Copy each entry below exactly as it appears.

##############################

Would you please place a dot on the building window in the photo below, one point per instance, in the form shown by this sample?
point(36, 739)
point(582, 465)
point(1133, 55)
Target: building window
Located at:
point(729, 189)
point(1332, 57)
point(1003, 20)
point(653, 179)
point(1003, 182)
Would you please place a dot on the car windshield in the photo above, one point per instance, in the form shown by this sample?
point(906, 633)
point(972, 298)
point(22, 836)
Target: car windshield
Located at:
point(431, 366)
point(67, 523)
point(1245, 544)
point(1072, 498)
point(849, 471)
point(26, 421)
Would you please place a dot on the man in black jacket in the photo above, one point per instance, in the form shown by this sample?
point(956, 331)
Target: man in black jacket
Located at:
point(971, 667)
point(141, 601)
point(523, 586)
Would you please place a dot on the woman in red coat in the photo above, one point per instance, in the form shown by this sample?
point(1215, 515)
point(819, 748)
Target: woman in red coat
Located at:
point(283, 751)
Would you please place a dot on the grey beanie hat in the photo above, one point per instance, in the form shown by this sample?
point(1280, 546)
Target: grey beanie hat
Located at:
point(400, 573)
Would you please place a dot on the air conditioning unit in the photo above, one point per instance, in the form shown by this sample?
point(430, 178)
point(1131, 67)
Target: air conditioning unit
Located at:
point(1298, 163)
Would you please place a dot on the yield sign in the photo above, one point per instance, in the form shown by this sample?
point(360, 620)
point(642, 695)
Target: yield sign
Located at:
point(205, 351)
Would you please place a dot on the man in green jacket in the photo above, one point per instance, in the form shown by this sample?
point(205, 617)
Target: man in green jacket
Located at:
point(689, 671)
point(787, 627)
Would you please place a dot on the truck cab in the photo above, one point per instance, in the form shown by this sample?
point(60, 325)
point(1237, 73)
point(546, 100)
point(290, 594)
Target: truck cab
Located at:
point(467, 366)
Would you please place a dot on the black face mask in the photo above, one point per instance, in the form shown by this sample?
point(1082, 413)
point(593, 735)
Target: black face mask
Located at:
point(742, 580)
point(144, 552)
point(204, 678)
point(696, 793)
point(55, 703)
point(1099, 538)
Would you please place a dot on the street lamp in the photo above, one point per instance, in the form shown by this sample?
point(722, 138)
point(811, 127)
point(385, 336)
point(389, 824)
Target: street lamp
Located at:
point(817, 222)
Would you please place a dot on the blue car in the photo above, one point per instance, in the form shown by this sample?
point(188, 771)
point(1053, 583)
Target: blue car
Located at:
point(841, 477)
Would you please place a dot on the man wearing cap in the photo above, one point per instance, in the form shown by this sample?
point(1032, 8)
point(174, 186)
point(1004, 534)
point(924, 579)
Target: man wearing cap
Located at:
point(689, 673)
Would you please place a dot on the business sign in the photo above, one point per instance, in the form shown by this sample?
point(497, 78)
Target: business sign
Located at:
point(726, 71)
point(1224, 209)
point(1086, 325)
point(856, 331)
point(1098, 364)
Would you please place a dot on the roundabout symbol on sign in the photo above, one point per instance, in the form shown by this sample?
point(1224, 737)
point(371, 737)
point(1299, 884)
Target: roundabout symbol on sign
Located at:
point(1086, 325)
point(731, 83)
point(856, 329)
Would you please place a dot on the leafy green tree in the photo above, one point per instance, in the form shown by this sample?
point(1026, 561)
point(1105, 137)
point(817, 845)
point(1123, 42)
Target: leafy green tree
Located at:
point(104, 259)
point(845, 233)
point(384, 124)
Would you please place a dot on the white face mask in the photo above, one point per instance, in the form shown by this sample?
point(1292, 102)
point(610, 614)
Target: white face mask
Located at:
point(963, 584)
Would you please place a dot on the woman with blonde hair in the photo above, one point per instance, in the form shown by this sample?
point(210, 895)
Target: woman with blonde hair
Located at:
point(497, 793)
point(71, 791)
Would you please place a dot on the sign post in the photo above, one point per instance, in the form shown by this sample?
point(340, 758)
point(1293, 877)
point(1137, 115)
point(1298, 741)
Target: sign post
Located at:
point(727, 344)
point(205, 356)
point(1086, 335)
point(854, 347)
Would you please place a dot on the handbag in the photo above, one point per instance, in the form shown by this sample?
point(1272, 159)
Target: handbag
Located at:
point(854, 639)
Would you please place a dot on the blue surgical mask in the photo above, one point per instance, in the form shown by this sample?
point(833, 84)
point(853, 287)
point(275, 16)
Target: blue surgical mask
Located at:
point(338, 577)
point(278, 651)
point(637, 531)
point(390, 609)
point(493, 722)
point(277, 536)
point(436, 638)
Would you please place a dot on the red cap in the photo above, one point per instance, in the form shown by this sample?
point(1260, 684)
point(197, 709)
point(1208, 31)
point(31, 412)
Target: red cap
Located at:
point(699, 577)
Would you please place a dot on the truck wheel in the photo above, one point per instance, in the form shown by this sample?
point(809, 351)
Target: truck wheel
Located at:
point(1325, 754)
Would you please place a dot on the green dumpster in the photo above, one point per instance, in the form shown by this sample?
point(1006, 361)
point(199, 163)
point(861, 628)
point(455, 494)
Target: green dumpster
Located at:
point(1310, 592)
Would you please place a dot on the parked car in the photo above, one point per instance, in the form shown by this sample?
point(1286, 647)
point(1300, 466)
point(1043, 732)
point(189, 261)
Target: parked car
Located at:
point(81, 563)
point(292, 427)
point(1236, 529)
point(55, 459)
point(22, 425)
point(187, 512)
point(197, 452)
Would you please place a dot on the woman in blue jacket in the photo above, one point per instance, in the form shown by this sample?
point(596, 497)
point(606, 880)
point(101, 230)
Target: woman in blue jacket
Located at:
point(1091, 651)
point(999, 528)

##############################

**Your solution**
Would you please place a dot on the building window in the photo below, one point per instance, in the form shown by this sample?
point(36, 739)
point(582, 465)
point(1133, 55)
Target: building window
Located at:
point(729, 189)
point(1332, 57)
point(1003, 20)
point(653, 179)
point(1003, 182)
Would you please place a dot on the car windshield in the photo above, one point per instance, in the form shown by this sample?
point(906, 633)
point(972, 298)
point(22, 836)
Target: car windshield
Located at:
point(431, 366)
point(67, 523)
point(1245, 544)
point(1072, 498)
point(849, 471)
point(26, 421)
Would you please place a dot on the man in black jacket in the photo above, one point per instance, in the form shown by this sample?
point(956, 331)
Target: man in black jacket
Located at:
point(971, 667)
point(141, 601)
point(523, 586)
Would you please place a dot on the woman in red coat in the photo above, one point per instance, in the form shown by this sample?
point(1215, 515)
point(819, 748)
Target: woman in red coat
Located at:
point(283, 751)
Would you please place a dot on the grey beanie hat in the photo above, one point per instance, in the form shown by this sample?
point(1280, 546)
Target: grey beanie hat
Located at:
point(400, 573)
Would you please place a dot on the air conditioning unit in the photo above, one point per instance, in the form shown by this sample?
point(430, 178)
point(1131, 67)
Target: air conditioning unit
Located at:
point(1298, 163)
Would you please place a dot on the yield sign in the photo above, one point per instance, in the form shown by this sample?
point(360, 620)
point(642, 695)
Target: yield sign
Located at:
point(205, 351)
Would you please place a dot on the man in green jacket in the photo above, one point per instance, in the form shown by this sample?
point(205, 617)
Target: man in green jacket
Located at:
point(689, 671)
point(787, 627)
Would you please place a dot on the truck cab in the photo above, one point per instance, in the form shown by this sample?
point(60, 325)
point(1237, 73)
point(546, 100)
point(290, 594)
Target: truck cab
Located at:
point(467, 366)
Would you please place a dot on the black face mask in the photo above, one point per instance, in the form shown by this sample?
point(1082, 413)
point(593, 735)
Target: black face mask
Located at:
point(742, 580)
point(144, 552)
point(204, 678)
point(696, 793)
point(55, 703)
point(1099, 538)
Would you please place a dot on the street lamp in the photo above, one point per instance, in the form shown by this sample?
point(722, 138)
point(811, 127)
point(385, 336)
point(389, 824)
Target: street lamp
Located at:
point(817, 222)
Would you please place a dot on the blue car in the photo above, one point per instance, in the form shown by this sample?
point(188, 771)
point(1053, 583)
Target: blue car
Located at:
point(841, 477)
Would you please place a dot on the man wearing cap in the photo above, one point per instance, in the form shown by this sample?
point(1032, 8)
point(174, 186)
point(1004, 534)
point(924, 579)
Target: man wearing cap
Located at:
point(689, 673)
Would you please place a dot on the business sign in the photo above, one point per instance, in the form shown by this sample?
point(497, 78)
Target: business sign
Located at:
point(726, 71)
point(1224, 209)
point(1086, 325)
point(856, 331)
point(1098, 364)
Would you please place a dot on the roundabout symbol on sign in the photo above, one point per instance, in the form shown by this sample?
point(1224, 737)
point(371, 737)
point(1299, 884)
Target: roundabout symbol on sign
Located at:
point(1086, 325)
point(731, 83)
point(856, 329)
Would you please place a dot on the leafy green tree in the photo above, one point per instance, in the form shown by this sample?
point(1026, 561)
point(1105, 137)
point(817, 845)
point(1123, 42)
Target: leafy green tree
Located at:
point(104, 259)
point(845, 233)
point(384, 124)
Would you please place a dot on the white face mask in the photo above, one point per instance, in the form shown by this sample?
point(1292, 102)
point(610, 614)
Target: white face mask
Located at:
point(963, 584)
Would you please place a dot on the woman with blonde hair in the photo above, one point per instance, in the form shown by this sample?
point(210, 895)
Target: woman with blonde hair
Located at:
point(497, 793)
point(71, 791)
Would you please place a dot on the sign post in the photo above, one point per instance, in the form shown by this sample?
point(340, 758)
point(1293, 877)
point(1137, 115)
point(1298, 741)
Target: sign post
Located at:
point(727, 344)
point(205, 356)
point(1086, 335)
point(854, 347)
Would you please place a dot on the handbag in the photo above, one point per instance, in the form shown by this sample?
point(1272, 159)
Target: handbag
Located at:
point(854, 639)
Would you please place a dot on the blue surgical mask in the photo above, one point per instance, in the form shown by this sample?
point(833, 84)
point(853, 287)
point(275, 16)
Target: blue surgical mask
Located at:
point(338, 577)
point(278, 651)
point(637, 531)
point(390, 609)
point(493, 722)
point(277, 536)
point(436, 638)
Would you please place a dot on the red cap in the photo above, one point per instance, in the form shown by this sample?
point(1260, 684)
point(197, 709)
point(1208, 31)
point(31, 412)
Target: red cap
Located at:
point(699, 577)
Would you please place a dot on the truck wheel in the photo above, one point per instance, in the form shown by this sample?
point(809, 351)
Target: truck wheel
Located at:
point(1325, 754)
Would you please place a dot on the green dumpster in the photo above, one point per instance, in the form shown by this sample?
point(1006, 361)
point(199, 163)
point(861, 628)
point(455, 494)
Target: green dumpster
Located at:
point(1310, 592)
Would you please place a dot on the parked car in the photo above, one point per instance, in the form shown by this sample?
point(1286, 647)
point(1300, 466)
point(1043, 732)
point(189, 261)
Target: parked car
Located at:
point(81, 563)
point(292, 427)
point(1236, 529)
point(55, 459)
point(22, 425)
point(187, 512)
point(197, 452)
Would you please place a dot on the woman in blue jacket in the photo above, one point per instance, in the form shown by this sample?
point(596, 497)
point(606, 880)
point(101, 230)
Target: woman in blue jacket
Located at:
point(1091, 651)
point(999, 528)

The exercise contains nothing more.